### Task prompt:
Search the data for the word "such" and copy every line where it occurs.

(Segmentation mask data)

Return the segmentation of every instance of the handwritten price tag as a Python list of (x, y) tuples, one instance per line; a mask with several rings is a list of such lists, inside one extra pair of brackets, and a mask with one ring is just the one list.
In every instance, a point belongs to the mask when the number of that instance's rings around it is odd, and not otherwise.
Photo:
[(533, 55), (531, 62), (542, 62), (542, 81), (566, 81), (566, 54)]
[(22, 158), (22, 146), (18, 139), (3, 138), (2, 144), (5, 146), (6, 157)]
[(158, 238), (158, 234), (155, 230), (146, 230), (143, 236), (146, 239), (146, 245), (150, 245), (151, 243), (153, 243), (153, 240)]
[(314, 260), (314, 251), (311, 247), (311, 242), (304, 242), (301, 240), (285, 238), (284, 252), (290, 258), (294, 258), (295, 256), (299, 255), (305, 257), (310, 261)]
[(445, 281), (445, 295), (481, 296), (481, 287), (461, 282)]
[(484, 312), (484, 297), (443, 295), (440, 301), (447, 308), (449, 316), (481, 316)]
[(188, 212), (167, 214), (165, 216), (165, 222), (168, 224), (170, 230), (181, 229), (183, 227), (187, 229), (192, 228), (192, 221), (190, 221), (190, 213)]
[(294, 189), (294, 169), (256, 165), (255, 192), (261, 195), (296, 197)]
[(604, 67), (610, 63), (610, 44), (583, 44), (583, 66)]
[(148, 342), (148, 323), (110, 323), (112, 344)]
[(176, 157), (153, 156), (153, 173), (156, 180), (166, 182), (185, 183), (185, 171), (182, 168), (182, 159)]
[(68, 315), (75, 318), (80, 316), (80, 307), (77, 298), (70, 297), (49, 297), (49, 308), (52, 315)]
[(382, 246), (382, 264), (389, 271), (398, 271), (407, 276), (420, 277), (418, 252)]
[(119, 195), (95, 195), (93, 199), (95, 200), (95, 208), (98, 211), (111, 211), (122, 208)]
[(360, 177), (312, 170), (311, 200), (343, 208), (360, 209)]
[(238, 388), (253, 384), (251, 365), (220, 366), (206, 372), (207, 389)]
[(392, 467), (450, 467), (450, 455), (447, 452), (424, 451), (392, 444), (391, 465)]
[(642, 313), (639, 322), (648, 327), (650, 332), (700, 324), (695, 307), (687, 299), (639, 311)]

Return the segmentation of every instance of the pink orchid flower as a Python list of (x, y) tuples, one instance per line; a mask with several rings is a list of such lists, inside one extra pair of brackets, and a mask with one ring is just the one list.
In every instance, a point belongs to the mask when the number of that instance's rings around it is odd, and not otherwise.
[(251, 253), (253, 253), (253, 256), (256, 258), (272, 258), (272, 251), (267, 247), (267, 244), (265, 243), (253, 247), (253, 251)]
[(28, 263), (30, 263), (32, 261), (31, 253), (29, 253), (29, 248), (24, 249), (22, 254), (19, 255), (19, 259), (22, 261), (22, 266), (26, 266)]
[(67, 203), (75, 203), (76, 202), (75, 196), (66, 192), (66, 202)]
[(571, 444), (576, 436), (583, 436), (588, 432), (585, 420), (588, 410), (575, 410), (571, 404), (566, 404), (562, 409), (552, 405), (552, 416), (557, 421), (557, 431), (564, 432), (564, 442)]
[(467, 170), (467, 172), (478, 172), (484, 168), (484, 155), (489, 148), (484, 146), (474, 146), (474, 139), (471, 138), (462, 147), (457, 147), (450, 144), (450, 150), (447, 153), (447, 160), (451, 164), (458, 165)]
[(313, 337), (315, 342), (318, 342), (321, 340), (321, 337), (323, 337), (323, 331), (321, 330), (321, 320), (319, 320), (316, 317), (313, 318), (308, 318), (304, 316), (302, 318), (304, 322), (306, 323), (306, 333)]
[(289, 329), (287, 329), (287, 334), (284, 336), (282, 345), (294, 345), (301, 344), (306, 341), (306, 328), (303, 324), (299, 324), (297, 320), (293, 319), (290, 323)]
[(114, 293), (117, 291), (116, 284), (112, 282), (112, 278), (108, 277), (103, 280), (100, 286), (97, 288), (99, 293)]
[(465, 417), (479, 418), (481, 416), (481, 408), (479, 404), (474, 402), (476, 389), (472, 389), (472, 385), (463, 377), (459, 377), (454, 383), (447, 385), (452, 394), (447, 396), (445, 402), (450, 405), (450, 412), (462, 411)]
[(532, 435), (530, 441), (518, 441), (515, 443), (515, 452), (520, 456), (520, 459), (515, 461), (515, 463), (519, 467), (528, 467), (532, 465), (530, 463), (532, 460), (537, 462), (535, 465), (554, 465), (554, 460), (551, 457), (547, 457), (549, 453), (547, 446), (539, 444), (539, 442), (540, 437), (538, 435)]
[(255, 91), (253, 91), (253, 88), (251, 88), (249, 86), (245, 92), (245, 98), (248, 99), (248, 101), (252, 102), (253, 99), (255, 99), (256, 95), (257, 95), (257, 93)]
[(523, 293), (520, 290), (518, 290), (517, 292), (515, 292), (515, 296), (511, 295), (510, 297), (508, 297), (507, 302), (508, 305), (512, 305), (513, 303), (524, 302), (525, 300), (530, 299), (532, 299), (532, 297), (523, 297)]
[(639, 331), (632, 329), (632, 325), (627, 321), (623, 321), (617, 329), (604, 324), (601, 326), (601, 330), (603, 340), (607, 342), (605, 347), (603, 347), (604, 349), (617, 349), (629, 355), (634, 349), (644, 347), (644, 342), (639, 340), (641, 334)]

### Solution for this task:
Return the segmentation of every instance of the handwritten price tag as a Python list of (x, y) tuples, one instance per line; a mask with several rings is a list of such lists, inside one extra pair of brackets, and a mask with one ring is just the one list.
Return the segmentation of every instance of the pink orchid flower as a Python list of (x, y) tuples, one instance per line; a mask with several rings is a list of such lists, inside one extra pair of brackets, and a mask with one ring is just the one list.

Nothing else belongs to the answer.